[BEGIN RECORDED DATA]

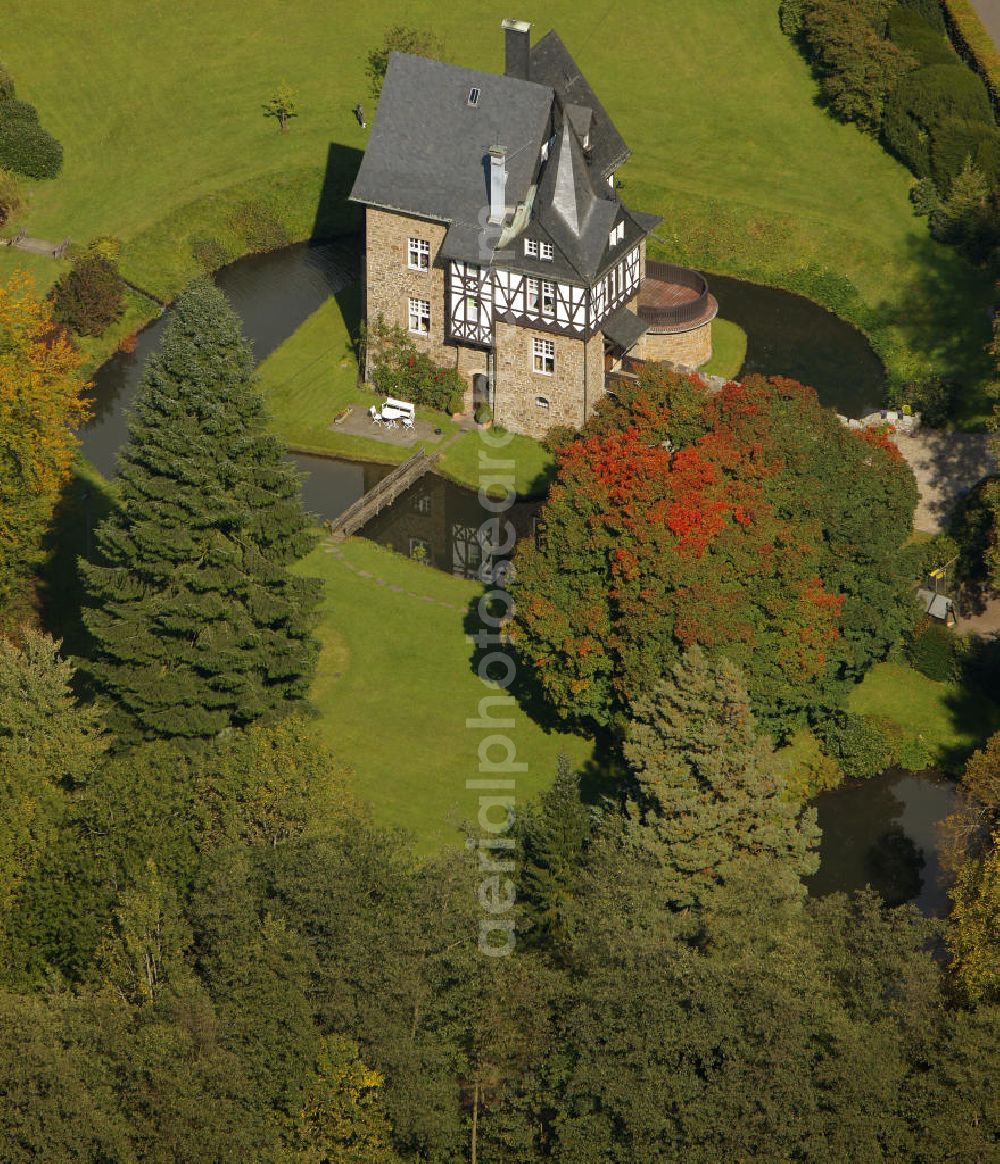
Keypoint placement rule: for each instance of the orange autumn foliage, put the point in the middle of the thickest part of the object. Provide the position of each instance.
(41, 405)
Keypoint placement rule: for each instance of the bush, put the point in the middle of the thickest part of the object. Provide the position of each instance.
(933, 397)
(926, 98)
(25, 147)
(396, 368)
(90, 296)
(858, 745)
(924, 197)
(9, 196)
(257, 225)
(935, 652)
(912, 33)
(929, 12)
(856, 66)
(954, 141)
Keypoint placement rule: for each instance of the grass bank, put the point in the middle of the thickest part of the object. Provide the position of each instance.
(396, 686)
(313, 376)
(162, 127)
(948, 719)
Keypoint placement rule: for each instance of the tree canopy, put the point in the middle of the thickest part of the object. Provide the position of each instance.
(198, 620)
(759, 529)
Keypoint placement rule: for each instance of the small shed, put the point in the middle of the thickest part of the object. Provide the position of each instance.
(937, 605)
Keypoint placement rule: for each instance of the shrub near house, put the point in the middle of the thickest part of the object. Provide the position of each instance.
(396, 368)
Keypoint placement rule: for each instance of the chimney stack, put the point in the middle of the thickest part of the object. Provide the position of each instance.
(517, 34)
(497, 183)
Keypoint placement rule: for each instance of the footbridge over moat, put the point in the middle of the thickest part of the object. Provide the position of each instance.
(382, 495)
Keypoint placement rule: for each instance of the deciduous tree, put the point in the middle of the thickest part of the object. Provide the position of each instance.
(41, 405)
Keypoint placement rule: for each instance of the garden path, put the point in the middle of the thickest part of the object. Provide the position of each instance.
(395, 589)
(945, 466)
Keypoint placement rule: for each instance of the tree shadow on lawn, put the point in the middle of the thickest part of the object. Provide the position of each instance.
(334, 214)
(972, 707)
(943, 313)
(601, 775)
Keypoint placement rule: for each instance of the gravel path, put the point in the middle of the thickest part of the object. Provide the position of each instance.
(945, 466)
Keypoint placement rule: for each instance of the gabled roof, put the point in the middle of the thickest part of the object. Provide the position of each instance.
(551, 64)
(577, 219)
(427, 154)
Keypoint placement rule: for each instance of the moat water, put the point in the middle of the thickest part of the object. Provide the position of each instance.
(880, 831)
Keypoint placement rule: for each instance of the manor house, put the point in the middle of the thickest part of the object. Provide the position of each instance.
(496, 238)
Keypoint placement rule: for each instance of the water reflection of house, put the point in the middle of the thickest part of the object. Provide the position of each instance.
(441, 524)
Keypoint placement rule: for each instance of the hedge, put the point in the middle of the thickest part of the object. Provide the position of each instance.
(910, 32)
(974, 43)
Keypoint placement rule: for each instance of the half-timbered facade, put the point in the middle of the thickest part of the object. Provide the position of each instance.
(494, 232)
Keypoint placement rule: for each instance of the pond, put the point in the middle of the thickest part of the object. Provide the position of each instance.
(789, 335)
(272, 293)
(884, 832)
(880, 831)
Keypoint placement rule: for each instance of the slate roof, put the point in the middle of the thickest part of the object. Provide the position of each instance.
(574, 214)
(551, 64)
(623, 327)
(427, 154)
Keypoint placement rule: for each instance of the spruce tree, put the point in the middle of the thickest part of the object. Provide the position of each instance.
(554, 835)
(706, 802)
(198, 622)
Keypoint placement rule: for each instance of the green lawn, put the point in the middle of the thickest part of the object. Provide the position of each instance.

[END RECORDED DATA]

**WHAT YOU SHOULD DO**.
Lines from the one containing "Keypoint placement rule: for each instance of the slate" through the final line are to be given again verbatim, with nothing before or after.

**REPLY TO THE TASK**.
Keypoint placement rule: for each instance of the slate roof, put the point in the middle of the thickest part of the object. Provide the position of each instance.
(574, 214)
(551, 64)
(623, 327)
(427, 154)
Keypoint placement rule: for each instance of the spruce tree, put the point in the middle of the thickest part of the object. Provide the position of each instance.
(554, 835)
(706, 802)
(198, 622)
Keypoint placement rule: for each instance of the green lawn, put the point in the middle of the thickest part of the object. Provide the position of each instance.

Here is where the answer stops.